----- Record extracts
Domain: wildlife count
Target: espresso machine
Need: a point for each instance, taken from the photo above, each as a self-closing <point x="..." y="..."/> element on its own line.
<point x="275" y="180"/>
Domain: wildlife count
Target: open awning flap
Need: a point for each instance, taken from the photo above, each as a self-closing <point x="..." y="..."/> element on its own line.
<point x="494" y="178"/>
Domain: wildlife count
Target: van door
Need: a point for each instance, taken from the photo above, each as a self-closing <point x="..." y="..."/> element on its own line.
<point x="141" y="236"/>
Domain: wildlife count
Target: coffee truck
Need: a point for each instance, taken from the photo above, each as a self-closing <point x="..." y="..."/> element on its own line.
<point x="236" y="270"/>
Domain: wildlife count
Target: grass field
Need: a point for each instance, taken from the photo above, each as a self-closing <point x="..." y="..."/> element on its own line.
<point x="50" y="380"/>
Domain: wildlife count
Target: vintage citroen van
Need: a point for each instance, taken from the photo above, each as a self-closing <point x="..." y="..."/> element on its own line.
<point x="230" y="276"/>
----------
What the exercise asks:
Can you reproduce the entries above with "wildlife count" switched to "street scene" throughout, keeping everything else the same?

The response:
Domain: street scene
Target: espresso machine
Need: a point for each instance, taken from the photo above, each as a self-closing <point x="..." y="..."/> element on its own line.
<point x="275" y="180"/>
Domain: street scene
Target: open awning flap
Need: a point for each instance, taken from the photo above, each as a self-closing <point x="..." y="..."/> element on its own line.
<point x="494" y="178"/>
Domain: street scene
Target: van door
Need: a point for each instance, taken from the photo above, each as a self-closing <point x="..." y="..."/> element on its own line.
<point x="141" y="236"/>
Domain: street scene
Target: coffee truck
Need: a point for each instance, taken from the photo above, each as a self-closing <point x="..." y="..."/> element on its own line.
<point x="236" y="270"/>
Domain: street scene
Target: grass field
Need: a point for each instance, taken from the photo above, each as a self-closing <point x="..." y="..."/> element on its own line.
<point x="50" y="380"/>
Domain: street scene
Target: vintage citroen van
Need: a point for each instance, taken from the photo above, each as a self-closing <point x="..." y="..."/> element on its own line.
<point x="230" y="276"/>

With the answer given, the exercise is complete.